WRITTEN TASK — Reproduce the records below word for word, leaving out the pictures.

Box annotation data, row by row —
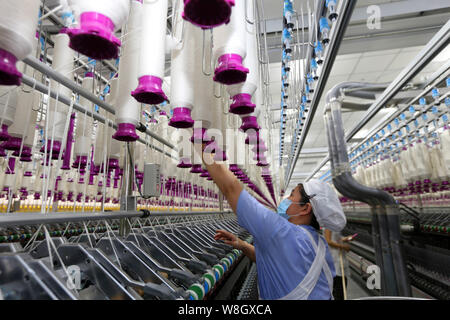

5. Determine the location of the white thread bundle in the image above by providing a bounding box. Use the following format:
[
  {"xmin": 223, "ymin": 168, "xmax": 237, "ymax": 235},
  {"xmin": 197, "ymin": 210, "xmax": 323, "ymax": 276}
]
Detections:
[
  {"xmin": 192, "ymin": 70, "xmax": 214, "ymax": 129},
  {"xmin": 213, "ymin": 1, "xmax": 247, "ymax": 59},
  {"xmin": 0, "ymin": 0, "xmax": 41, "ymax": 60},
  {"xmin": 47, "ymin": 33, "xmax": 74, "ymax": 141},
  {"xmin": 138, "ymin": 0, "xmax": 167, "ymax": 79},
  {"xmin": 103, "ymin": 78, "xmax": 122, "ymax": 159},
  {"xmin": 0, "ymin": 86, "xmax": 19, "ymax": 126},
  {"xmin": 69, "ymin": 0, "xmax": 130, "ymax": 29},
  {"xmin": 116, "ymin": 1, "xmax": 142, "ymax": 125},
  {"xmin": 227, "ymin": 1, "xmax": 259, "ymax": 97},
  {"xmin": 74, "ymin": 77, "xmax": 94, "ymax": 156},
  {"xmin": 8, "ymin": 63, "xmax": 41, "ymax": 142},
  {"xmin": 170, "ymin": 13, "xmax": 202, "ymax": 110}
]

OUTPUT FOR THIS EXERCISE —
5. Determine the location of the white thread bundle in the image above by providing a bounding box. Use the following format:
[
  {"xmin": 223, "ymin": 168, "xmax": 237, "ymax": 235},
  {"xmin": 197, "ymin": 210, "xmax": 323, "ymax": 276}
]
Detections:
[
  {"xmin": 192, "ymin": 70, "xmax": 214, "ymax": 129},
  {"xmin": 213, "ymin": 1, "xmax": 247, "ymax": 59},
  {"xmin": 0, "ymin": 0, "xmax": 41, "ymax": 60},
  {"xmin": 47, "ymin": 33, "xmax": 74, "ymax": 141},
  {"xmin": 138, "ymin": 0, "xmax": 167, "ymax": 79},
  {"xmin": 103, "ymin": 78, "xmax": 122, "ymax": 159},
  {"xmin": 0, "ymin": 86, "xmax": 19, "ymax": 126},
  {"xmin": 69, "ymin": 0, "xmax": 130, "ymax": 29},
  {"xmin": 116, "ymin": 1, "xmax": 142, "ymax": 125},
  {"xmin": 227, "ymin": 1, "xmax": 259, "ymax": 97},
  {"xmin": 74, "ymin": 77, "xmax": 94, "ymax": 156},
  {"xmin": 8, "ymin": 63, "xmax": 41, "ymax": 142},
  {"xmin": 170, "ymin": 13, "xmax": 202, "ymax": 110}
]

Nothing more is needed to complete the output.